PROBLEM TO WORK ON: From the records below, transcribe only the lines running from the one with "Find the wooden" through the one with "Find the car body". Keep both of those end lines.

DATA TO PROCESS:
-.-.-
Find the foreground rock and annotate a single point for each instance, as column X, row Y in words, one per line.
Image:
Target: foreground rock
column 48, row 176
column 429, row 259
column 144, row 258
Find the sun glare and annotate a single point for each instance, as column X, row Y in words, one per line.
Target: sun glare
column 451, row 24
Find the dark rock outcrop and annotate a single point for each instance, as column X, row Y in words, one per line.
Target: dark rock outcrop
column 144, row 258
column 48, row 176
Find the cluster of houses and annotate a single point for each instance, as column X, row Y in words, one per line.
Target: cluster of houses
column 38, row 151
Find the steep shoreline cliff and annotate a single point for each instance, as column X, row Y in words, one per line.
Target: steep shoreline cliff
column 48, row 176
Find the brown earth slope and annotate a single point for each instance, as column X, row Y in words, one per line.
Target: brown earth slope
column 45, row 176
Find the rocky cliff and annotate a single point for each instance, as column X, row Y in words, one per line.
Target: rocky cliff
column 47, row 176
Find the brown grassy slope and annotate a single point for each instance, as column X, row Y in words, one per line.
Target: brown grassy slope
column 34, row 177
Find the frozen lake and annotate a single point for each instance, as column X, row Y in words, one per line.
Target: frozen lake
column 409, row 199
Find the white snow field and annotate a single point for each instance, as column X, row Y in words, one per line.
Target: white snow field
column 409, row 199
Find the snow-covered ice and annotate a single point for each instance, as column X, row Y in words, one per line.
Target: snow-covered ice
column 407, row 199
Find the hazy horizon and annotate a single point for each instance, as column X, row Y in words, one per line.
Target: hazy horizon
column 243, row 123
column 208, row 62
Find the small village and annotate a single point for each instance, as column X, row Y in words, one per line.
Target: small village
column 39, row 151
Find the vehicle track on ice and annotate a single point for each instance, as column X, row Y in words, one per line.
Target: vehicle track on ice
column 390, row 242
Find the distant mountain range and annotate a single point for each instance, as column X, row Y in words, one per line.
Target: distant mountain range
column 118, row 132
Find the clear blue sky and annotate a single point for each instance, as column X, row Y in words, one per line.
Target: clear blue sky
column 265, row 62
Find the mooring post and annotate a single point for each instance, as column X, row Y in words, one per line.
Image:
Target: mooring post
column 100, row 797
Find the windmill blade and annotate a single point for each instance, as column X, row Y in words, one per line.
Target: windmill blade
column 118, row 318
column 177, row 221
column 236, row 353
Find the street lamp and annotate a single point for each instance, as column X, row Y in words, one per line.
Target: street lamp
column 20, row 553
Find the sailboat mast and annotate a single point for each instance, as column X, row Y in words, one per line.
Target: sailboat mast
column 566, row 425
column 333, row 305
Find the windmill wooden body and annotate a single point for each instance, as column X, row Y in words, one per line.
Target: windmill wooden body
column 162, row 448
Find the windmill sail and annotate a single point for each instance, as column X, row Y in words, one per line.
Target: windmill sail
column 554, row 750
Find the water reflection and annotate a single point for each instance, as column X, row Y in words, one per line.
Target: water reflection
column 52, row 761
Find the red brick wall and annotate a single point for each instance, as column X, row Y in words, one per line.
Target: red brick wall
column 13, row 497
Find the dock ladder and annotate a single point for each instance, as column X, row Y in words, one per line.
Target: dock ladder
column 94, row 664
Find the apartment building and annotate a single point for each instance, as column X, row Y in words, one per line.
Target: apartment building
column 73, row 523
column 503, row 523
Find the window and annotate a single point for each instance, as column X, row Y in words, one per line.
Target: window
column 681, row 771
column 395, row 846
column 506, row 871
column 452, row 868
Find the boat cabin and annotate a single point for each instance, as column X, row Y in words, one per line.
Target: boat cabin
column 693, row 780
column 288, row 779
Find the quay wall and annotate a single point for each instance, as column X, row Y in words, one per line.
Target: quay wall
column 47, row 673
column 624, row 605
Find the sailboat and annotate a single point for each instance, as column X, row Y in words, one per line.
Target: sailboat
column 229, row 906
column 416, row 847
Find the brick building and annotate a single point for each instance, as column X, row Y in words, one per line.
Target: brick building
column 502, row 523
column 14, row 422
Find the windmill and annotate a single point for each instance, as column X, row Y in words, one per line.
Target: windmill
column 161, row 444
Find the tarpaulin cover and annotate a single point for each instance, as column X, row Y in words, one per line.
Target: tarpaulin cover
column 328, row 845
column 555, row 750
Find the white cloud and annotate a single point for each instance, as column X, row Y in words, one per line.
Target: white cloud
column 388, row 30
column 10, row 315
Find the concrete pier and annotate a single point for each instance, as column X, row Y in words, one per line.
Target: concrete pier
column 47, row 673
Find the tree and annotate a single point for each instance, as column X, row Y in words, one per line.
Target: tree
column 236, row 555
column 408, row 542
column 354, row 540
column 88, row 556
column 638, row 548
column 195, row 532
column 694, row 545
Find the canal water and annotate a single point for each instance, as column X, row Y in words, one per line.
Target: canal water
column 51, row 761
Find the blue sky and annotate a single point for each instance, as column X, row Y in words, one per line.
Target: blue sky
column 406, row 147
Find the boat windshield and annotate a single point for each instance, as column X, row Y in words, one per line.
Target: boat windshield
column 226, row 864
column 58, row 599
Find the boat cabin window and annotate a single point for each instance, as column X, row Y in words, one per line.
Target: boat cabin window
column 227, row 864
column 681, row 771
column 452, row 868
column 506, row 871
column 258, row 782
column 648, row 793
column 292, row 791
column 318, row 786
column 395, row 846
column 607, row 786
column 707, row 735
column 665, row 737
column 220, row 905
-.-.-
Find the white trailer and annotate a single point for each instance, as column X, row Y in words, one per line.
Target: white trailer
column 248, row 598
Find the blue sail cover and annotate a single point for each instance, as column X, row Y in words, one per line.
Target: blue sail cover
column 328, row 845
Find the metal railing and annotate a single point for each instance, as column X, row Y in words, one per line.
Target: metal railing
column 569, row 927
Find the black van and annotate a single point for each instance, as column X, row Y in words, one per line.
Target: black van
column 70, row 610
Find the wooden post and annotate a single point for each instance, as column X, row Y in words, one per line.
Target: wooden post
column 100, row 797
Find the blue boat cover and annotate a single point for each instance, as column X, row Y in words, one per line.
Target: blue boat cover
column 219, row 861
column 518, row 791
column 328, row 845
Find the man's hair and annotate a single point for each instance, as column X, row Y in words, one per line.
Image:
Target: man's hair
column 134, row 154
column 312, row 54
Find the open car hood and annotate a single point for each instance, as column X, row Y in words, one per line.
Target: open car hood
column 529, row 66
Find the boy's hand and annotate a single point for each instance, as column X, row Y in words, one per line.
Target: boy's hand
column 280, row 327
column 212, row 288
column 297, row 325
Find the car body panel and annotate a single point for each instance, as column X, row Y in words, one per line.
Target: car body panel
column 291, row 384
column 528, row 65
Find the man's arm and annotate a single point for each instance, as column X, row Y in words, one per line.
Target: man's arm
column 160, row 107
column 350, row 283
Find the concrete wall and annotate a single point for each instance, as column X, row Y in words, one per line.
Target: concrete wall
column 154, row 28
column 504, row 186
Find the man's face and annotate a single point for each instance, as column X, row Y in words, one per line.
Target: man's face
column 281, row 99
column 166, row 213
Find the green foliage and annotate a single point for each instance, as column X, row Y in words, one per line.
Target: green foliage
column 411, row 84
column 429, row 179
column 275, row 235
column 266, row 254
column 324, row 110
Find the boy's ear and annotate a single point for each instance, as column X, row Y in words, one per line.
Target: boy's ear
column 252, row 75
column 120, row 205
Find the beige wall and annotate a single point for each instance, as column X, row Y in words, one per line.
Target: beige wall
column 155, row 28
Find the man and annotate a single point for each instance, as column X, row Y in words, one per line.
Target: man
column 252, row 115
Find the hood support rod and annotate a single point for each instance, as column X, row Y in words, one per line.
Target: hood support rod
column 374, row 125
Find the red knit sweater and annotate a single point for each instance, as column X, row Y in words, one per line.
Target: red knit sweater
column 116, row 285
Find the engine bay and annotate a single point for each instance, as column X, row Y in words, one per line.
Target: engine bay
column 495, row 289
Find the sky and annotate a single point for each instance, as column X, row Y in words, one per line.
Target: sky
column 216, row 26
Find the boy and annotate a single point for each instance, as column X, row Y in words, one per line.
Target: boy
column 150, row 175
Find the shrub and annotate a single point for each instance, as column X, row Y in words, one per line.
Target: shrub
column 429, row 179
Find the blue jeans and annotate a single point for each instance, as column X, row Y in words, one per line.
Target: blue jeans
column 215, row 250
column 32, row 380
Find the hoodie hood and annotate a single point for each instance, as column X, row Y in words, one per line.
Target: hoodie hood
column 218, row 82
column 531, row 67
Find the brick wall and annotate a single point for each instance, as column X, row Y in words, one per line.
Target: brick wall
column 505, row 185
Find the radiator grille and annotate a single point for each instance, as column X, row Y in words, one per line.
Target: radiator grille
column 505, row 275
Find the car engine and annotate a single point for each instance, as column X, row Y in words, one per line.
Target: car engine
-.-.-
ANSWER TO THIS TASK:
Find the wooden post and annotate a single point for each instance, as column X, row Y in words, one per line.
Target: wooden post
column 100, row 797
Find the blue boat cover and annotate a single point for each instance, as column X, row Y in words, one per line.
Target: blue boat cover
column 219, row 861
column 518, row 791
column 328, row 845
Find the man's hair and annotate a single point for each instance, as column X, row Y in words, one per line.
Image:
Target: man's hair
column 134, row 154
column 312, row 54
Find the open car hood and annotate a single point for each instance, as column X, row Y in words, one per line.
Target: open car hood
column 529, row 66
Find the boy's hand and annotate a single point for each instance, as column X, row Y in words, one per line.
Target: boy's hand
column 280, row 327
column 212, row 288
column 297, row 325
Find the car body panel and annotate a single point for each instance, as column X, row Y in words, one per line.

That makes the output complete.